(Records of labeled boxes)

========================

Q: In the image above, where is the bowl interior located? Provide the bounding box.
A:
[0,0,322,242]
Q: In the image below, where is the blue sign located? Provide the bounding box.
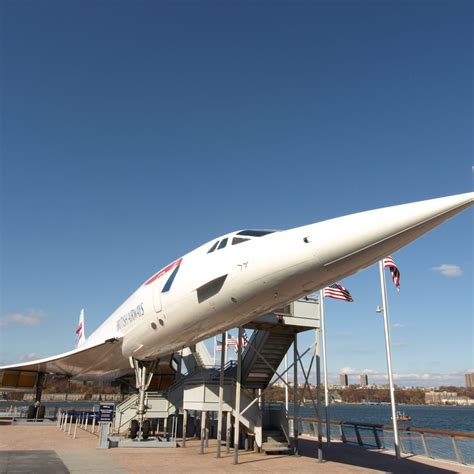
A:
[99,403,115,423]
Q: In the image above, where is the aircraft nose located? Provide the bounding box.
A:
[314,192,474,269]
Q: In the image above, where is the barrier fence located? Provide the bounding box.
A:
[298,417,474,465]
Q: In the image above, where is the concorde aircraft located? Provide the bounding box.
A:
[0,192,474,414]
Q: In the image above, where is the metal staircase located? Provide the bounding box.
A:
[242,326,294,389]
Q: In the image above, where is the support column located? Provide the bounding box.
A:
[199,411,207,454]
[293,333,300,456]
[182,410,188,448]
[234,327,242,464]
[225,411,232,454]
[315,329,323,462]
[217,332,227,458]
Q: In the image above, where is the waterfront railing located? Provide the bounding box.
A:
[299,417,474,465]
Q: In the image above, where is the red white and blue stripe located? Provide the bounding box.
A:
[383,255,400,291]
[323,283,354,303]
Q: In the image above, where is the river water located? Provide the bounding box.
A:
[300,404,474,433]
[296,404,474,464]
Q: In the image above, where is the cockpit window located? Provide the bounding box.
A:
[232,237,250,245]
[217,238,228,250]
[207,240,219,253]
[237,230,276,237]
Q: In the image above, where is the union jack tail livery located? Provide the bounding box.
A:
[383,255,400,291]
[76,309,86,348]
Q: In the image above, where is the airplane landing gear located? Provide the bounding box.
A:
[130,357,158,441]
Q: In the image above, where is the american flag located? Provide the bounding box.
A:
[323,283,354,302]
[235,329,249,354]
[76,321,82,335]
[383,255,400,291]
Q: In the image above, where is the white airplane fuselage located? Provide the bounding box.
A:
[83,193,474,360]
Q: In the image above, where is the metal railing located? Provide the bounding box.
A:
[299,417,474,465]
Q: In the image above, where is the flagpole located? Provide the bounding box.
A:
[222,331,229,365]
[379,260,400,459]
[319,290,331,443]
[214,336,217,367]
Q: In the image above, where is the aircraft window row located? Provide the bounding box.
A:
[237,230,275,237]
[207,230,276,253]
[232,237,250,245]
[207,241,219,253]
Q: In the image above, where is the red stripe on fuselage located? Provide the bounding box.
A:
[145,258,183,285]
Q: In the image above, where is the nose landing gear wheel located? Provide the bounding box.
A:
[129,420,139,439]
[142,420,151,439]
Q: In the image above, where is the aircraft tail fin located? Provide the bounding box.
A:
[76,308,86,348]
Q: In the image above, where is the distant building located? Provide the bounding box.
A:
[339,374,349,387]
[425,391,474,406]
[359,374,369,387]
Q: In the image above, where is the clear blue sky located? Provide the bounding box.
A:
[0,0,474,385]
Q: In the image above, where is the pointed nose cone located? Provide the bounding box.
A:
[314,193,474,276]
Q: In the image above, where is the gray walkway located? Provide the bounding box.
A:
[0,451,69,474]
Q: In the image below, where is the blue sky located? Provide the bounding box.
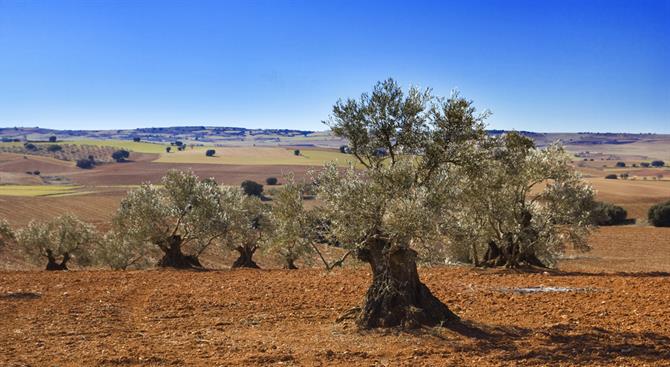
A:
[0,0,670,133]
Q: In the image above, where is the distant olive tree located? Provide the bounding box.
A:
[112,149,130,163]
[94,230,158,270]
[0,218,15,249]
[315,79,486,328]
[267,175,316,269]
[113,170,230,268]
[76,159,95,169]
[592,202,628,226]
[16,214,97,270]
[222,188,271,268]
[647,201,670,227]
[240,180,263,197]
[449,133,594,268]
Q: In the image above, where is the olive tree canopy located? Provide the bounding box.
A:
[0,218,14,249]
[114,170,230,268]
[16,214,97,270]
[268,175,316,269]
[315,79,487,327]
[448,132,595,267]
[222,188,271,268]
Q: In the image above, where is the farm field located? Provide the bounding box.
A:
[155,147,354,166]
[0,142,670,366]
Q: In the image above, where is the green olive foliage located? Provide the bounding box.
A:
[16,214,97,266]
[0,218,14,249]
[267,175,316,269]
[448,133,595,266]
[113,170,230,266]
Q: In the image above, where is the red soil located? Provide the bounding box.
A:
[0,268,670,366]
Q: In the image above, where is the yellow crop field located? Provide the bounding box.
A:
[156,147,354,166]
[0,185,86,197]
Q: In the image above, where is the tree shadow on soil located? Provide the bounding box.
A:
[440,320,670,365]
[475,266,670,278]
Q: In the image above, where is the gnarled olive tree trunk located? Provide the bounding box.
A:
[157,235,203,269]
[233,246,261,269]
[483,210,547,268]
[284,258,298,270]
[482,239,547,268]
[357,240,458,328]
[46,249,70,271]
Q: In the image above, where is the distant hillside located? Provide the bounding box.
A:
[0,126,670,158]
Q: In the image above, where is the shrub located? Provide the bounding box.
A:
[77,159,95,169]
[593,202,628,226]
[240,180,263,197]
[47,144,63,153]
[647,200,670,227]
[112,149,130,162]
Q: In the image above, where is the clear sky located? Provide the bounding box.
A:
[0,0,670,133]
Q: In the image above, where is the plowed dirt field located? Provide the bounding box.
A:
[0,268,670,366]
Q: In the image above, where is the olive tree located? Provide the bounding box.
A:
[221,188,271,268]
[448,133,595,268]
[267,175,315,269]
[0,218,14,249]
[94,230,156,270]
[16,214,97,270]
[315,79,487,328]
[113,170,229,268]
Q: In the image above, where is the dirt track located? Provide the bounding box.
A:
[0,268,670,366]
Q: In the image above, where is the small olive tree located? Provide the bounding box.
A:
[221,188,271,268]
[113,170,229,268]
[315,79,486,328]
[267,175,316,269]
[16,214,97,270]
[0,218,15,249]
[448,133,595,268]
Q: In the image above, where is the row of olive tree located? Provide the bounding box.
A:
[0,79,593,327]
[0,171,312,270]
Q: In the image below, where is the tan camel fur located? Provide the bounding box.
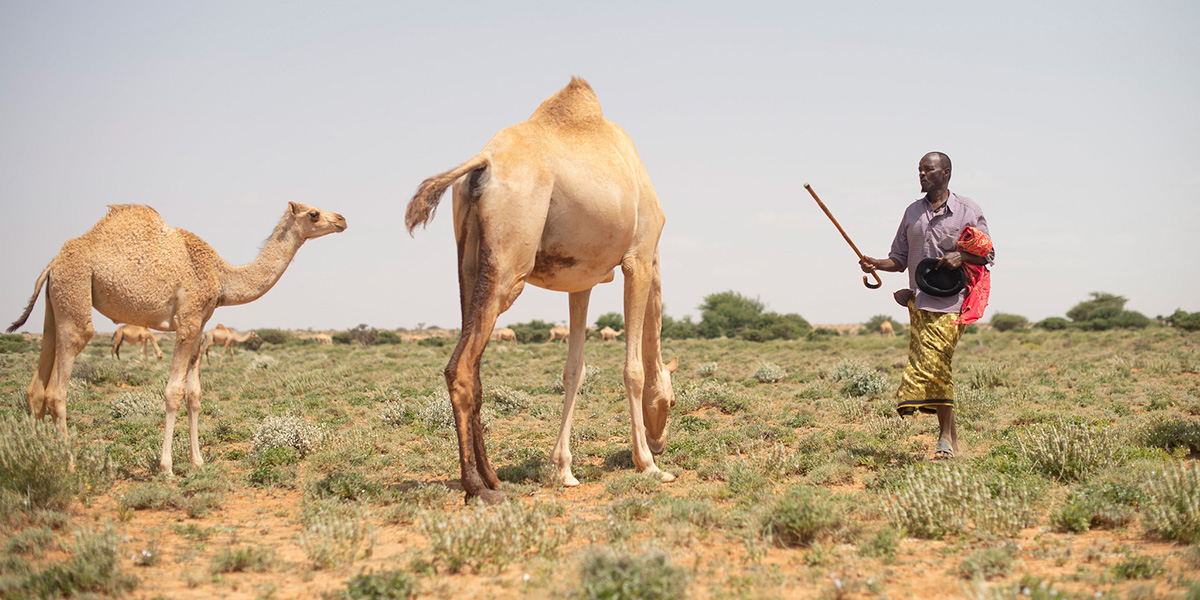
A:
[200,324,258,366]
[8,202,346,474]
[600,328,625,342]
[546,326,571,342]
[880,320,896,337]
[109,325,162,360]
[406,78,678,502]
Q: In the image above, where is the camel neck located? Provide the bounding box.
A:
[218,214,305,306]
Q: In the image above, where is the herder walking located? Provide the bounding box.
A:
[859,152,995,458]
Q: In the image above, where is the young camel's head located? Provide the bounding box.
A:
[288,202,346,240]
[642,356,679,454]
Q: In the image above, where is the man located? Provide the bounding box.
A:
[859,152,995,458]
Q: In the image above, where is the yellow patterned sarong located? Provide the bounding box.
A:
[896,300,967,416]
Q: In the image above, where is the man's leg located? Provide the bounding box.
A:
[937,407,959,452]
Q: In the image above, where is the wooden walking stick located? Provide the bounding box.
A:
[804,184,883,289]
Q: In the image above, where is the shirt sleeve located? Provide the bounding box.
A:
[888,211,908,272]
[971,210,996,266]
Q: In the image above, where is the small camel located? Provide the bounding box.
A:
[600,328,625,342]
[109,325,162,360]
[8,202,346,474]
[200,324,258,366]
[404,78,678,503]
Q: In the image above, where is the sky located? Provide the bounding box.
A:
[0,0,1200,332]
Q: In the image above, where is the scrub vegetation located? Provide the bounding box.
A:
[0,326,1200,599]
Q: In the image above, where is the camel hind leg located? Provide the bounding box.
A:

========================

▶ _AIM OF THE TASK_:
Repeat the material above in full and exactly, apart from the pictures.

▶ _EXERCISE ANSWER_:
Q: In the image above, where is the bowl interior located? Provide the bounding box.
A:
[0,0,322,242]
Q: In the image below, where is the blue sign located? Provide the bounding box.
A:
[99,403,115,423]
Q: In the image above, where is the aircraft nose located? Provide the bounding box.
A:
[314,192,474,269]
Q: In the image above, where is the barrier fence located? Provide the bounding box.
A:
[298,417,474,465]
Q: In the image above, where is the concorde aircraft located? Provide the bounding box.
A:
[0,192,474,414]
Q: In the image above, where is the metal staircase located? Provide the bounding box.
A:
[242,326,294,389]
Q: In the image above, where is the support column located? Provide the bounding box.
A:
[199,411,207,454]
[293,333,300,456]
[182,410,188,448]
[234,327,242,464]
[225,411,232,454]
[315,329,323,462]
[217,332,227,458]
Q: In the image above, where is the waterfront railing located? Provide the bounding box.
A:
[299,417,474,465]
Q: In the image above, where is the red white and blue stripe located? Provide the bounding box.
A:
[383,255,400,291]
[323,283,354,303]
Q: In the image above, where is the river water located? Provide the bounding box.
A:
[300,404,474,433]
[296,404,474,464]
Q: In the image above, where is the cockpit window located? Provide the bounding box.
A:
[232,237,250,245]
[217,238,228,250]
[207,240,219,253]
[237,230,276,237]
Q: In the image above, where is the union jack tail livery located? Provide the bounding box.
A:
[383,255,400,291]
[76,309,86,348]
Q: In the image above, where is the airplane landing gear located? Provide the bounding box.
A:
[130,357,158,441]
Q: In the image above, where is the american flag located? Provide the bounding box.
A:
[323,283,354,302]
[235,329,249,354]
[76,321,82,335]
[383,255,400,291]
Q: In the image above, where is the white airplane fuselage located? Provide the bounding box.
A:
[83,193,474,360]
Q: In the image above, where is the metal railing located? Provide the bounding box.
A:
[299,417,474,465]
Q: In the image above, where is the flagpole located? Provide the bounding box.
A:
[222,331,229,365]
[379,260,400,459]
[319,290,331,443]
[214,336,217,367]
Q: In the image above, where is the aircraft window row located? Provide the bounding box.
A:
[237,230,275,237]
[207,230,276,253]
[232,237,250,245]
[207,241,219,253]
Q: In the image above, where is the red stripe on fuselage located? Provide the bounding box.
A:
[145,258,183,285]
Q: In the image above, where is the nose landing gear wheel located? Provide the bounding box.
A:
[129,420,139,439]
[142,420,151,439]
Q: In the image above, where is the aircraft tail fin located? Provide the bounding box.
A:
[76,308,86,348]
Q: In the image above, where is the distant building located? Provide the bounding box.
A:
[339,374,349,387]
[425,391,474,406]
[359,374,369,387]
Q: In the image above, where is the clear blue sky located? Provide the bounding box.
A:
[0,0,474,385]
Q: In the image above, where is the pointed nose cone located? Provide the bounding box.
A:
[314,193,474,276]
Q: In the image above, where is the gray walkway located? Provide the bounding box.
A:
[0,451,69,474]
Q: In the image below, where is the blue sky located? Provide the bounding box.
A:
[0,0,670,133]
Q: In the image above, where is the distant olive tree located? Provide the bounding box.
A:
[112,149,130,163]
[94,230,158,270]
[0,218,15,249]
[315,79,486,328]
[267,175,316,269]
[113,170,230,268]
[76,159,95,169]
[592,202,628,226]
[16,214,97,270]
[222,188,271,268]
[647,201,670,227]
[240,180,263,197]
[449,133,594,268]
Q: In the image above, where is the olive tree canopy located? Provide the bounding box.
A:
[0,218,14,249]
[114,170,230,268]
[16,214,97,270]
[268,175,316,269]
[315,79,487,327]
[448,132,595,267]
[222,188,271,268]
Q: In the image above, where is the farm field located? Provide the bounding box.
A:
[155,147,354,166]
[0,142,670,366]
Q: In the image above, where is the green olive foliage located? Provide the bounding box.
A:
[16,214,97,266]
[0,218,14,249]
[267,175,316,269]
[448,133,595,266]
[113,170,230,266]
Q: In the image above, where is the red soil located? Provide the bounding box.
A:
[0,268,670,366]
Q: In the image above, where is the yellow crop field located? Provide the bounding box.
A:
[156,147,354,166]
[0,185,86,197]
Q: In the image above, where is the tree shadow on soil located? Provide the bounding box.
A:
[440,320,670,365]
[475,266,670,278]
Q: In the image above, where is the gnarled olive tree trunk located? Provide the bounding box.
A:
[157,235,203,269]
[233,246,261,269]
[483,210,547,268]
[284,258,298,270]
[482,239,547,268]
[357,240,458,328]
[46,249,70,271]
Q: In the image above, where is the distant hillside located? Provide the bounding box.
A:
[0,126,670,158]
Q: In the image above, where is the shrub located? Provide the bounding box.
A:
[77,159,95,169]
[593,202,628,226]
[240,180,263,197]
[47,144,63,153]
[647,200,670,227]
[112,149,130,162]
Q: In the image above, where is the clear sky located? Provide the bounding box.
A:
[0,0,670,133]
Q: In the image above, where is the plowed dirt field located? Provide the bounding box.
A:
[0,268,670,366]
Q: In the image above, where is the olive tree located? Provide the bounding box.
A:
[221,188,271,268]
[448,133,595,268]
[267,175,315,269]
[0,218,14,249]
[94,230,156,270]
[16,214,97,270]
[315,79,487,328]
[113,170,229,268]
Q: In the image above, where is the dirt track located? Provide the bounding box.
A:
[0,268,670,366]
Q: In the image above, where is the small olive tree located? Provide the bounding box.
A:
[221,188,271,268]
[113,170,229,268]
[315,79,486,328]
[267,175,316,269]
[16,214,97,270]
[0,218,15,249]
[448,133,595,268]
Q: In the image above, where is the row of olive tree located? Provide the bounding box.
A:
[0,79,593,327]
[0,171,312,270]
Q: In the image below, where is the tan camel fur located? Provide the bounding box.
A:
[200,324,258,366]
[8,202,346,474]
[600,328,625,342]
[546,326,571,342]
[880,320,896,337]
[109,325,162,360]
[406,78,678,502]
Q: In the image above, where is the camel neck located? Provide the bounding box.
A:
[218,214,305,306]
Q: In the image above, where is the herder walking located? Provide the bounding box.
A:
[859,152,995,458]
Q: In the image above, where is the young camel's head located? Provide the bounding box.
A:
[288,202,346,240]
[642,356,679,454]
Q: In the image above, where is the man located? Provide the bounding box.
A:
[859,152,995,458]
Q: In the image above, where is the yellow patterned sarong located? Provide the bounding box.
A:
[896,300,967,416]
Q: In the image above, where is the man's leg located? Provide the bounding box.
A:
[937,407,959,452]
Q: In the image above, where is the wooden walking stick located? Provide the bounding box.
A:
[804,184,883,289]
Q: In the image above, where is the shirt sleeve located? Provide the bounding box.
A:
[888,211,908,272]
[971,210,996,266]
Q: In the image above, where is the small camel located? Provide the bounding box.
A:
[600,328,625,342]
[109,325,162,360]
[8,202,346,474]
[200,324,258,366]
[404,78,678,503]
Q: In the image above, where is the sky located? Provide the bounding box.
A:
[0,0,1200,332]
Q: In the image above, where is the scrub vegetation located? Provide the bounding box.
A:
[0,326,1200,599]
Q: In the image above, where is the camel hind leg located? Provide the bounding box.
A:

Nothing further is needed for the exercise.